--- Start DATA FOR THE TASK ---
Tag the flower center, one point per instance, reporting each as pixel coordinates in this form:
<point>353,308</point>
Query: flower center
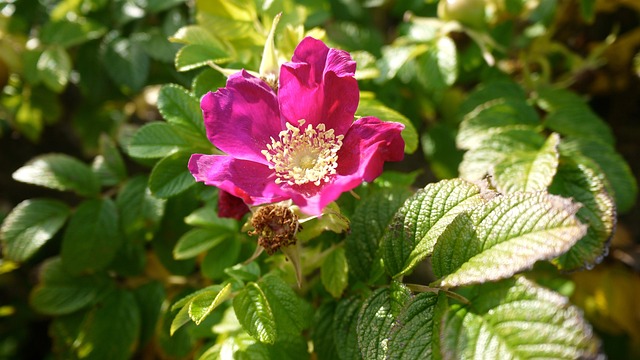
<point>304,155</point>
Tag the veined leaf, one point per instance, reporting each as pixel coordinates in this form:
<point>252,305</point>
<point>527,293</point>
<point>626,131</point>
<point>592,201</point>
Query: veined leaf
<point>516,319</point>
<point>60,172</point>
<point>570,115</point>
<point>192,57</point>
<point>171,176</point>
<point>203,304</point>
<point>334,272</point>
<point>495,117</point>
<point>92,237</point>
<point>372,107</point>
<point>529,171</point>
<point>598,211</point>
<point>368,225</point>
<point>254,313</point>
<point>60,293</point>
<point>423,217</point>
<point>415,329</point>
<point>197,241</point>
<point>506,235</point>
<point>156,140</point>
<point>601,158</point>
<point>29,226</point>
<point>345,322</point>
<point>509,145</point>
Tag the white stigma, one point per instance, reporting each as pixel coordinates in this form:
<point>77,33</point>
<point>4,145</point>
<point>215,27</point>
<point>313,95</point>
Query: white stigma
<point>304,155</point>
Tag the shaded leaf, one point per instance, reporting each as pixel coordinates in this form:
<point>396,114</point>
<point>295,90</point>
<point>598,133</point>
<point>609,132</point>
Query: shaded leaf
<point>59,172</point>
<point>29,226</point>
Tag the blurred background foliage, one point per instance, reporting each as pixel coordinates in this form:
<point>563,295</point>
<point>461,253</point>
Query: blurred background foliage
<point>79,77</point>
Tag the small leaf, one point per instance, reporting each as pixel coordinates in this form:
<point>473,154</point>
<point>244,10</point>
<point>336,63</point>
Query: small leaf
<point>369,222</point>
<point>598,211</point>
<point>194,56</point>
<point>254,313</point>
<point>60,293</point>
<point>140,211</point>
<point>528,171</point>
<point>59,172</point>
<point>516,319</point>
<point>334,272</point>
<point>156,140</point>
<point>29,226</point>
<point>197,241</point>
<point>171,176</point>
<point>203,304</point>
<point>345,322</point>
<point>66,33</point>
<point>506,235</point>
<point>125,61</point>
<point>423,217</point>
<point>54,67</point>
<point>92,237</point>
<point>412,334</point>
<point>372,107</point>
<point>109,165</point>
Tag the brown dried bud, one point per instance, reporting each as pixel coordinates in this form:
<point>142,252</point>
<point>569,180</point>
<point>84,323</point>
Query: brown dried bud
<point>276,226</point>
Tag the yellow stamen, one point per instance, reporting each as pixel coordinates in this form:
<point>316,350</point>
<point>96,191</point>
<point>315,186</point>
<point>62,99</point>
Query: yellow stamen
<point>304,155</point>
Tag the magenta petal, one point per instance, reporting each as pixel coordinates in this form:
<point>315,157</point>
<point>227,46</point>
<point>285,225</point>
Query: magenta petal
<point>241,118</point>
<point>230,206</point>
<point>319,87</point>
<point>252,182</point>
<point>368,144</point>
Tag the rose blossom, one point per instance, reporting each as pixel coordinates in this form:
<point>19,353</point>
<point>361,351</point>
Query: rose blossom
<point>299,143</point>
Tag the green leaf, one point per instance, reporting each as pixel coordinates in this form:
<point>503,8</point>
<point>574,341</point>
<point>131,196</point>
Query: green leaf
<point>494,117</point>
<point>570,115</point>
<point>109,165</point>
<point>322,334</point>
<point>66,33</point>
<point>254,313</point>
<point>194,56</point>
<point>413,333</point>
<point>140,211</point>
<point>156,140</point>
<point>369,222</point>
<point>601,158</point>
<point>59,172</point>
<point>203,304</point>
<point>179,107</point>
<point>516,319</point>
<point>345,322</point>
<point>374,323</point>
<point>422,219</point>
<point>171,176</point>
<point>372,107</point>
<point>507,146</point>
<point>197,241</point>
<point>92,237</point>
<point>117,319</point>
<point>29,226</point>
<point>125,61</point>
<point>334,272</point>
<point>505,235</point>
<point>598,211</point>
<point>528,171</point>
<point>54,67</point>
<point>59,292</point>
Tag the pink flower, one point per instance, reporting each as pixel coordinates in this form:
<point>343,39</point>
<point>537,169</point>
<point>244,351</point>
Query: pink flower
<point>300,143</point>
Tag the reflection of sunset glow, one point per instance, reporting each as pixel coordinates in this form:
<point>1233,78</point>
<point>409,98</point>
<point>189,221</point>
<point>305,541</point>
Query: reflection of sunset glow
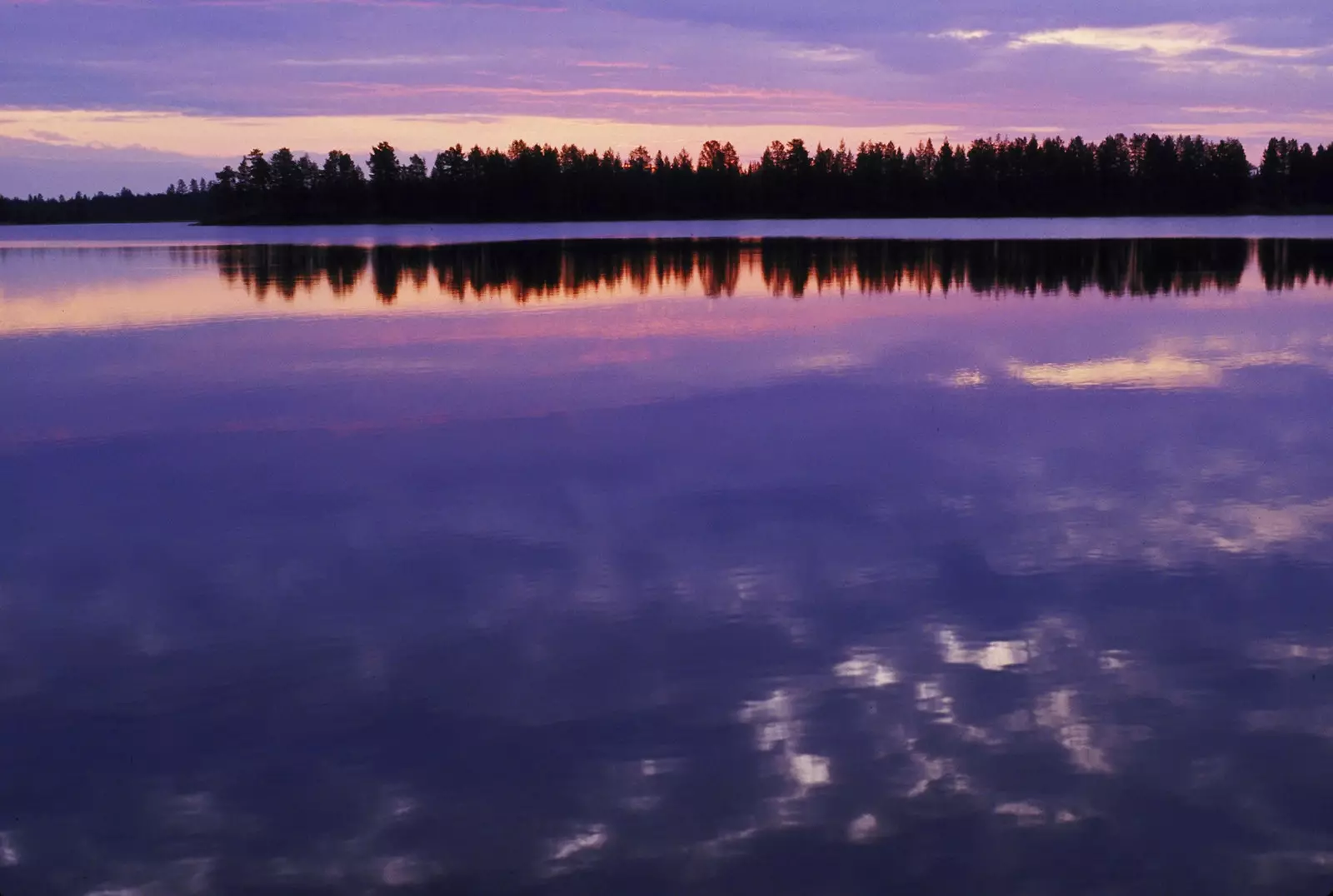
--- End DATA FOR THE TASK ---
* TASK REQUIREMENTS: Rewrite all of the records above with "one point per instance" changed to "a single point for each instance" and everything else kept the same. Leave the pictures out.

* FULL RESPONSE:
Tag the flower center, a single point for each instance, reporting each as pixel coordinates in this form:
<point>353,308</point>
Query: flower center
<point>304,155</point>
Tag the veined leaf, a single point for each instance, reporting each as pixel coordinates in this form:
<point>252,305</point>
<point>527,293</point>
<point>626,131</point>
<point>592,201</point>
Query: veined leaf
<point>516,319</point>
<point>60,172</point>
<point>570,115</point>
<point>192,57</point>
<point>171,176</point>
<point>203,304</point>
<point>334,272</point>
<point>495,117</point>
<point>92,237</point>
<point>372,107</point>
<point>529,171</point>
<point>598,211</point>
<point>368,225</point>
<point>254,313</point>
<point>60,293</point>
<point>423,217</point>
<point>415,329</point>
<point>197,241</point>
<point>506,235</point>
<point>156,140</point>
<point>601,158</point>
<point>29,226</point>
<point>345,322</point>
<point>509,145</point>
Tag the white stigma, a single point for each instance, reporting each as pixel coordinates in this form:
<point>77,33</point>
<point>4,145</point>
<point>215,27</point>
<point>313,95</point>
Query: white stigma
<point>304,155</point>
Tag the shaded leaf, a single point for each instance, reporting each as pixel coordinates in this form:
<point>396,114</point>
<point>295,90</point>
<point>598,133</point>
<point>609,132</point>
Query: shaded leaf
<point>59,172</point>
<point>29,226</point>
Tag the blurred background foliage, a single point for each instance, reporting each as pixel coordinates in this form:
<point>563,295</point>
<point>461,253</point>
Query: blurred background foliage
<point>79,77</point>
Tag the small leaf, a single point for each instance, reporting each as pixel coordinates in this form:
<point>473,154</point>
<point>244,10</point>
<point>336,63</point>
Query: small leaf
<point>369,222</point>
<point>598,211</point>
<point>194,56</point>
<point>254,313</point>
<point>60,293</point>
<point>140,211</point>
<point>528,171</point>
<point>59,172</point>
<point>516,319</point>
<point>334,272</point>
<point>156,140</point>
<point>29,226</point>
<point>197,241</point>
<point>171,176</point>
<point>203,304</point>
<point>345,322</point>
<point>66,33</point>
<point>506,235</point>
<point>125,61</point>
<point>423,217</point>
<point>54,67</point>
<point>92,237</point>
<point>412,334</point>
<point>372,107</point>
<point>109,165</point>
Tag the brown dried bud, a single point for each instance, reporting each as pixel coordinates in this form:
<point>142,252</point>
<point>569,180</point>
<point>84,323</point>
Query: brown dried bud
<point>276,226</point>
Tag the yellow stamen, a single point for each instance, reporting each as pixel coordinates in this form:
<point>316,350</point>
<point>96,191</point>
<point>315,186</point>
<point>62,99</point>
Query: yellow stamen
<point>304,155</point>
Tag the magenta petal, a single point for each instance, reporting each as pixel coordinates in this form:
<point>315,157</point>
<point>227,46</point>
<point>285,225</point>
Query: magenta petal
<point>241,118</point>
<point>230,206</point>
<point>319,87</point>
<point>252,182</point>
<point>368,144</point>
Tag the rose blossom, a single point for each instance, reporting each as pixel coordinates in this form:
<point>19,353</point>
<point>361,351</point>
Query: rose blossom
<point>299,143</point>
Tag the green leaf, a single point for each instance, reporting each as pixel coordinates in this form:
<point>503,8</point>
<point>574,341</point>
<point>131,196</point>
Query: green leaf
<point>494,117</point>
<point>570,115</point>
<point>109,165</point>
<point>322,334</point>
<point>66,33</point>
<point>254,313</point>
<point>194,56</point>
<point>413,333</point>
<point>140,211</point>
<point>156,140</point>
<point>369,222</point>
<point>601,158</point>
<point>59,172</point>
<point>203,304</point>
<point>179,107</point>
<point>516,319</point>
<point>345,322</point>
<point>374,323</point>
<point>422,219</point>
<point>171,176</point>
<point>372,107</point>
<point>507,146</point>
<point>197,241</point>
<point>92,237</point>
<point>117,319</point>
<point>29,226</point>
<point>125,61</point>
<point>334,272</point>
<point>505,235</point>
<point>598,211</point>
<point>528,171</point>
<point>54,67</point>
<point>59,292</point>
Tag the pink flower, a single point for each instance, reporting each as pixel coordinates in this form:
<point>343,39</point>
<point>537,169</point>
<point>244,351</point>
Query: pink flower
<point>300,143</point>
Tag the reflection of sunset glow, a single point for each instance, reporting each as pixel coordinates in this form:
<point>1233,78</point>
<point>409,98</point>
<point>189,221</point>
<point>305,541</point>
Query: reflection of sunset glow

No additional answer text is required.